**EXERCISE DESCRIPTION:**
Count how many lines of the entries contain the string "woman", treating case as significant, and give only that number.

[Entries excerpted from a collection]
• • • •

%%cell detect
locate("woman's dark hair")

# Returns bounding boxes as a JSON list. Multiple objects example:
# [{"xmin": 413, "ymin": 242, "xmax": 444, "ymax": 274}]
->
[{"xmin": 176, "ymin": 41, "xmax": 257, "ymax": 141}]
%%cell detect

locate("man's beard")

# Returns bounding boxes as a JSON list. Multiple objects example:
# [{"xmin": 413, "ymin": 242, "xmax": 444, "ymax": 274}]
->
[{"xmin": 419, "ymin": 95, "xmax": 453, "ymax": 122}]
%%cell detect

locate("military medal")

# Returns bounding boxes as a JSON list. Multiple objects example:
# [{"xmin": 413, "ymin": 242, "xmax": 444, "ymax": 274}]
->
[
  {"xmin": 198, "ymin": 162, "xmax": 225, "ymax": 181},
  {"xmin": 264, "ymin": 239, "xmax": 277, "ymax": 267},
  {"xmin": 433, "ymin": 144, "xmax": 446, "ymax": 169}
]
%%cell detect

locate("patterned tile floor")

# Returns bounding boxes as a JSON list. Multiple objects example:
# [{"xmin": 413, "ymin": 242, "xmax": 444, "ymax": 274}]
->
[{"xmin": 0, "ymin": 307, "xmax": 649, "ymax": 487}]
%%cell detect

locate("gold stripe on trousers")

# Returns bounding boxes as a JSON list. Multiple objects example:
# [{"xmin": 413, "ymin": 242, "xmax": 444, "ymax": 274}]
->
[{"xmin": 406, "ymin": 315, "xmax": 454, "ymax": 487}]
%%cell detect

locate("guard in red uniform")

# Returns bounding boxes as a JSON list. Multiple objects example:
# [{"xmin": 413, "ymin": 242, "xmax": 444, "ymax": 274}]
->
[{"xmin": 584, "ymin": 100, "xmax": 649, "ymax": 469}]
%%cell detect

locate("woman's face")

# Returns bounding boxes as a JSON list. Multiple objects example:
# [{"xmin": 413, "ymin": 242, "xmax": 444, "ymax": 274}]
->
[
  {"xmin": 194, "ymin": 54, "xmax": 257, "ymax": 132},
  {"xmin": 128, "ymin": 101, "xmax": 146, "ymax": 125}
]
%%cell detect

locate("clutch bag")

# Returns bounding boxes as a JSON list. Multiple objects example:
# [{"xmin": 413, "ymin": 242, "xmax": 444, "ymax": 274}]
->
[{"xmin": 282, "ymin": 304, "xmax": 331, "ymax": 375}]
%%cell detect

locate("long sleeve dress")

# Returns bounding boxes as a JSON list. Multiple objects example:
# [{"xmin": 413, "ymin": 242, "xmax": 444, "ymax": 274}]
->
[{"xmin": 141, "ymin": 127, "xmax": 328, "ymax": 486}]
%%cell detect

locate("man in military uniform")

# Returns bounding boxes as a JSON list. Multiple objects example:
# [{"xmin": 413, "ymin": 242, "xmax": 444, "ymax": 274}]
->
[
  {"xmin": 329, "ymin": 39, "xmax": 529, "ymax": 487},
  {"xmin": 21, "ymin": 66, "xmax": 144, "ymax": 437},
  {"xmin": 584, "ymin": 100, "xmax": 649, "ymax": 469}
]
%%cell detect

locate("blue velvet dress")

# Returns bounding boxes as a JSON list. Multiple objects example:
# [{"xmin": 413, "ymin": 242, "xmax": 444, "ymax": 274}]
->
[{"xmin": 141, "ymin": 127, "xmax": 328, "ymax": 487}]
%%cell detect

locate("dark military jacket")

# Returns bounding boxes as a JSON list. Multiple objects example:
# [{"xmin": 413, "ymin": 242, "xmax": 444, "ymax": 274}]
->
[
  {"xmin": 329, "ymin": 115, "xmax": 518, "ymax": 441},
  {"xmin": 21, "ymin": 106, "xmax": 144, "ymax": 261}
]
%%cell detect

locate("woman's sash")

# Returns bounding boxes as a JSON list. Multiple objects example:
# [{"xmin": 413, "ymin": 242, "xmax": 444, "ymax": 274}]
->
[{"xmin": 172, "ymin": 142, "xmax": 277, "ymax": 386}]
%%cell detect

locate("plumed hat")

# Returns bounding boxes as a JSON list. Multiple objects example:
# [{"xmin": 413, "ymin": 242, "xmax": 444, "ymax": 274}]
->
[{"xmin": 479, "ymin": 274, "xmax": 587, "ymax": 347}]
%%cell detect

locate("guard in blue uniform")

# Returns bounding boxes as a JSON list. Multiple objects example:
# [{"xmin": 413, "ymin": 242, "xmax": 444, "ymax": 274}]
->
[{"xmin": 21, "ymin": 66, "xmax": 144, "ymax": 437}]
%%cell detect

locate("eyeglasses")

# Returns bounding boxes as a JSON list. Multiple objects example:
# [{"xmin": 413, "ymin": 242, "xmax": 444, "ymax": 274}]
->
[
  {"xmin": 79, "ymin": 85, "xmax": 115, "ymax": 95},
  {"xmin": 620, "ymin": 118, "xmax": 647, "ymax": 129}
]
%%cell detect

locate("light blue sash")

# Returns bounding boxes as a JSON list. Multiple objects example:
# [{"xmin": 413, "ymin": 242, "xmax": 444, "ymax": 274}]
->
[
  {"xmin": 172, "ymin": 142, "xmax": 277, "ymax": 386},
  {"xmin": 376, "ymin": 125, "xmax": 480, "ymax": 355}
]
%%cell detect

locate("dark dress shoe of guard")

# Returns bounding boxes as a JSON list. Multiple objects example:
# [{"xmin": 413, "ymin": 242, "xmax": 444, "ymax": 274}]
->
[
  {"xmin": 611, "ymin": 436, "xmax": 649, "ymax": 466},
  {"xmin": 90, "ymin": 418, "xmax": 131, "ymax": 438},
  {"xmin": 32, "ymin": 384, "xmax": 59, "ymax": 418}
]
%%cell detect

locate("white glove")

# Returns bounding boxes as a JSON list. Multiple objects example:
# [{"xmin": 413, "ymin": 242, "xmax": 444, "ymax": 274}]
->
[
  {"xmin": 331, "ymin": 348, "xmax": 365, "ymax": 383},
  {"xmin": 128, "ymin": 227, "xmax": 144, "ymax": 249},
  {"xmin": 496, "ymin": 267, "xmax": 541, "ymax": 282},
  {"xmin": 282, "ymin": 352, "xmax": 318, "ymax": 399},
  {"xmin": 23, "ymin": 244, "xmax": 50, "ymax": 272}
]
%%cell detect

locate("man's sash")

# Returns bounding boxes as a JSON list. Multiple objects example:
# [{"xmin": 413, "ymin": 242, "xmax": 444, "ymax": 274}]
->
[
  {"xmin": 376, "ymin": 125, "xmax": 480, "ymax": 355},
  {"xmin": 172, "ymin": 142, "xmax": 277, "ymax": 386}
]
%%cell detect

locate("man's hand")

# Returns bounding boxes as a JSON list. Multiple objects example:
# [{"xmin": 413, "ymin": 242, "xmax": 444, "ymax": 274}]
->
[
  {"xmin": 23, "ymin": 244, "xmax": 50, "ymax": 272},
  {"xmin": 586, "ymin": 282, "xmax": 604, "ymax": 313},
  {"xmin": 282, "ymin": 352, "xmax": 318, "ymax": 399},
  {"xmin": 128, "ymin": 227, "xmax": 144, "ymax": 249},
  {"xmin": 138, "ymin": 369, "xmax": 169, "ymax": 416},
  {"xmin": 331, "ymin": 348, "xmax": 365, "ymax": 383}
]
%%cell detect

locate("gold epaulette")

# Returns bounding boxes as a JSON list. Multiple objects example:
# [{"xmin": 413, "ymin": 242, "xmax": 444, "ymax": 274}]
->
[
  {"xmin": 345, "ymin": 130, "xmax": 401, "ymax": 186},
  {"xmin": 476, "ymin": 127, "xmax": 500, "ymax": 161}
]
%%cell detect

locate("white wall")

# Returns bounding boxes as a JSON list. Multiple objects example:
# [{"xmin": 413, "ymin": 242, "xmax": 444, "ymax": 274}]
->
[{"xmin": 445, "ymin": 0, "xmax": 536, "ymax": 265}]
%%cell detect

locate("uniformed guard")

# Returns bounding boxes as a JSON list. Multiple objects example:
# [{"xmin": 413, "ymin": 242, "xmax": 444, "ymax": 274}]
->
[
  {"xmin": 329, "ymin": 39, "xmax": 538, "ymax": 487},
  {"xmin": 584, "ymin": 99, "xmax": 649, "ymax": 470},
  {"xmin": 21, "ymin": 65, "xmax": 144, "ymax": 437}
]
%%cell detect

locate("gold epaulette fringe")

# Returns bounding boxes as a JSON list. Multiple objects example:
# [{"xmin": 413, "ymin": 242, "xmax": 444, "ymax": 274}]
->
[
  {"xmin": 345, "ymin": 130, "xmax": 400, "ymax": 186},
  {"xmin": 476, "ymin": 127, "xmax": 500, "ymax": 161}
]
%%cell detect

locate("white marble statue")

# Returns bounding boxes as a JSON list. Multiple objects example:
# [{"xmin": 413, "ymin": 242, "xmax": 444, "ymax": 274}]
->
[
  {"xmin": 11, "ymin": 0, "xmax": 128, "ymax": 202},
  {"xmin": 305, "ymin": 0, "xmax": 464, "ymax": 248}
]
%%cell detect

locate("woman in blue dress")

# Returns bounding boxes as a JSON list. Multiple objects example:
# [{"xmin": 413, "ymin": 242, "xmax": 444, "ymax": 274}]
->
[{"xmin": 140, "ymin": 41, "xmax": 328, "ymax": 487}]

• • • •

**COMPLETE OUTPUT:**
4